> **Your goal**
Output all of the data below without changing a word, and exclude the pictures.

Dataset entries

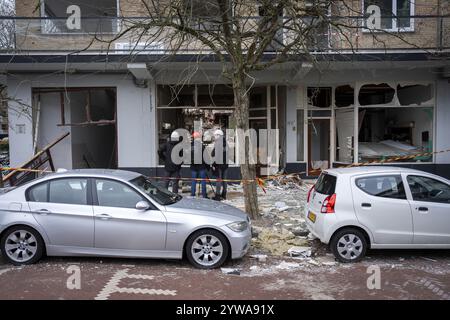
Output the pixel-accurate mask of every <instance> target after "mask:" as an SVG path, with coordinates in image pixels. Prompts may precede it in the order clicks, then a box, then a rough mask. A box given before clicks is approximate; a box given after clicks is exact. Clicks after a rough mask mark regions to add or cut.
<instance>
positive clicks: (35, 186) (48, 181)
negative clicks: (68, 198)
mask: <svg viewBox="0 0 450 320" xmlns="http://www.w3.org/2000/svg"><path fill="white" fill-rule="evenodd" d="M73 179H85V180H87V184H86V204H74V203H60V202H50V183H51V182H52V181H57V180H73ZM91 180H92V179H91V178H90V177H86V176H67V177H57V178H54V179H47V180H45V181H42V182H38V183H35V184H33V185H32V186H30V187H28V188H27V189H26V190H25V200H26V201H27V202H39V201H31V200H30V192H31V190H32V189H34V188H35V187H37V186H40V185H42V184H46V185H47V186H46V187H47V199H46V201H45V202H42V201H41V203H52V204H62V205H71V206H91V205H92V201H93V198H92V181H91Z"/></svg>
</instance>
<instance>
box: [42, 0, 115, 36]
mask: <svg viewBox="0 0 450 320" xmlns="http://www.w3.org/2000/svg"><path fill="white" fill-rule="evenodd" d="M69 7H70V8H69ZM77 10H79V14H80V17H81V20H80V21H79V23H78V22H77V21H76V20H73V19H74V18H76V16H75V15H74V13H76V12H77ZM41 16H42V17H45V18H47V19H44V20H43V22H42V24H43V25H42V32H43V33H93V34H98V33H115V32H117V19H115V18H116V17H117V0H96V1H95V5H94V2H93V1H91V0H71V1H61V0H43V1H42V5H41ZM84 18H88V19H84ZM72 22H73V23H72Z"/></svg>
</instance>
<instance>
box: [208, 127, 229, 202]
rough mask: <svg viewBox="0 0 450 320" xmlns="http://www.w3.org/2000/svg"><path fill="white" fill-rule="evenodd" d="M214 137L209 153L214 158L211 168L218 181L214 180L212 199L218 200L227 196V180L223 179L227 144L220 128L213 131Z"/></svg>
mask: <svg viewBox="0 0 450 320" xmlns="http://www.w3.org/2000/svg"><path fill="white" fill-rule="evenodd" d="M214 138H215V140H214V150H213V151H212V154H211V155H212V157H213V159H214V162H213V164H212V170H213V173H214V176H215V178H216V179H218V181H217V182H216V195H215V197H214V200H218V201H220V200H222V199H226V198H227V182H226V181H223V180H225V179H227V171H228V158H227V149H228V145H227V142H226V139H225V136H224V134H223V131H222V130H220V129H217V130H216V131H215V132H214Z"/></svg>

> **Response**
Output the pixel-accurate mask of every <instance> target after "mask:" as an SVG path, with coordinates in image pixels. Prompts may precede it in the order clicks, then a box, then a rough mask. A box given before clicks is approximate; a box given after clicks is exact. Clicks after a rough mask mark regions to add or cut.
<instance>
positive clicks: (35, 186) (48, 181)
negative clicks: (68, 198)
mask: <svg viewBox="0 0 450 320" xmlns="http://www.w3.org/2000/svg"><path fill="white" fill-rule="evenodd" d="M73 179H85V180H87V184H86V204H74V203H60V202H50V183H51V182H52V181H57V180H73ZM91 180H92V179H91V178H90V177H86V176H67V177H57V178H54V179H47V180H45V181H42V182H38V183H35V184H33V185H32V186H30V187H28V188H27V189H26V190H25V200H26V201H27V202H39V201H31V200H30V192H31V190H32V189H34V188H35V187H37V186H40V185H42V184H46V185H47V186H46V187H47V199H46V201H45V202H42V201H41V203H52V204H62V205H71V206H91V205H92V201H93V198H92V181H91Z"/></svg>
</instance>
<instance>
box: [42, 0, 115, 36]
mask: <svg viewBox="0 0 450 320" xmlns="http://www.w3.org/2000/svg"><path fill="white" fill-rule="evenodd" d="M69 7H70V8H69ZM77 10H79V14H80V17H81V20H80V21H79V23H78V22H77V21H76V20H73V19H74V18H76V16H75V15H74V13H76V12H77ZM41 16H42V17H45V18H47V19H44V20H43V22H42V24H43V25H42V32H43V33H93V34H98V33H115V32H117V19H115V18H116V17H117V0H96V1H95V5H94V2H93V1H91V0H71V1H61V0H43V1H42V5H41ZM84 18H88V19H84ZM72 22H73V23H72Z"/></svg>
</instance>
<instance>
box: [208, 127, 229, 202]
rough mask: <svg viewBox="0 0 450 320" xmlns="http://www.w3.org/2000/svg"><path fill="white" fill-rule="evenodd" d="M214 137L209 153L214 158L211 168L218 181L214 180L212 199L218 200L227 196V180L223 179L227 144L220 128L213 131Z"/></svg>
mask: <svg viewBox="0 0 450 320" xmlns="http://www.w3.org/2000/svg"><path fill="white" fill-rule="evenodd" d="M214 138H215V140H214V150H213V151H212V154H211V155H212V157H213V159H214V162H213V164H212V170H213V173H214V176H215V178H216V179H218V181H217V182H216V195H215V197H214V200H218V201H220V200H222V199H226V198H227V182H226V181H223V180H225V179H227V171H228V158H227V149H228V145H227V142H226V139H225V136H224V134H223V131H222V130H220V129H217V130H216V131H215V132H214Z"/></svg>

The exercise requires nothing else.